+++ Data +++
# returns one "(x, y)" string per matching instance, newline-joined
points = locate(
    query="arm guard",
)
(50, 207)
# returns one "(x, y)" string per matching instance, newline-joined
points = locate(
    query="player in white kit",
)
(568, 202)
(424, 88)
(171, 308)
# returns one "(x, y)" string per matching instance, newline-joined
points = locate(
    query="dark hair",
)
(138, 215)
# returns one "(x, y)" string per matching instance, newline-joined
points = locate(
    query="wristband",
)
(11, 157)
+++
Copy the records above exactly as they appear, line for line.

# returns one "(x, y)" string per matching instance, newline-joined
points = locate(
    query="arm guard",
)
(50, 207)
# returns one "(x, y)" string per matching instance, newline-joined
points = locate(
    query="player in white kit",
)
(568, 202)
(424, 88)
(171, 308)
# returns one "(x, y)" string per matching instance, newline-joined
points = locate(
    query="dark hair",
)
(138, 215)
# returns one "(x, y)" string per matching instance, newline-joined
points = locate(
    query="wristband",
)
(11, 157)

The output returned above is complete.